---------- Excerpt

However, he also developed a literary career. In 1860 he published The Story of King Arthur. In 1866 he was introduced to Alfred Lord Tennyson and later agreed to design his new house with the condition that there was not any fee. This resulted in a close friendship, Knowles assisting Tennyson with business matters, and among other things helping to design scenery for the play The Cup, when Henry Irving produced it in 1880.

Knowles corresponded with a number of the most interesting men of the day, and in 1869, with Tennyson's cooperation, he initiated the Metaphysical Society, the object of which was to attempt some intellectual rapprochement between religion and science by inviting major representatives of faith and unfaith to meet and exchange opinions. Members included Tennyson, Gladstone, W. K. Clifford, W. G. Ward, John Morley, Cardinal Manning, Archbishop Thomson, T. H. Huxley, Arthur Balfour, Leslie Stephen, and Sir William Gull. The society included many men who became contributors to magazines edited by Knowles.

In 1870 he succeeded Dean Alford as editor of the Contemporary Review, but quit it in 1877 owing to the objection of the proprietors to the inclusion of articles (by W. K. Clifford notably) attacking Theism, and he initiated the Nineteenth Century (to the title of which, in 1901, were added the words And After). Both periodicals became influential while he was editor of them, and were the new sort of monthly review which replaced the popularity of the quarterlies. For example, it helped halt the Channel Tunnel project, by publishing a protest signed by many distinguished men in 1882. In 1904 he received a knighthood. He was a considerable collector of works of art.

Knowles was married twice, first in 1860 to Jane Borradaile, then in 1865 to Isabel Hewlett. He died in Brighton and was buried at the Brighton Extra Mural Cemetery.

--------------------

- _Exercise instructions_
[A] Using the excerpt on Knowles, answer these:
(i) In what year did he publish The Story of King Arthur?
(ii) Whom did he succeed as editor of the Contemporary Review?
(iii) Where was he buried?
[B] Gather every line of the entries below that contains the word "point".

---------- Listed records

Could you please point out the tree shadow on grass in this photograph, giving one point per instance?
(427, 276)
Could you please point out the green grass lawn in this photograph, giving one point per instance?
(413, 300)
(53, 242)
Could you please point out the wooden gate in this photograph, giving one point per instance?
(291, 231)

--------------------

- _Answers in order_
[A]
(i) 1860
(ii) Dean Alford
(iii) The Brighton Extra Mural Cemetery

[B]
Could you please point out the tree shadow on grass in this photograph, giving one point per instance?
Could you please point out the green grass lawn in this photograph, giving one point per instance?
Could you please point out the wooden gate in this photograph, giving one point per instance?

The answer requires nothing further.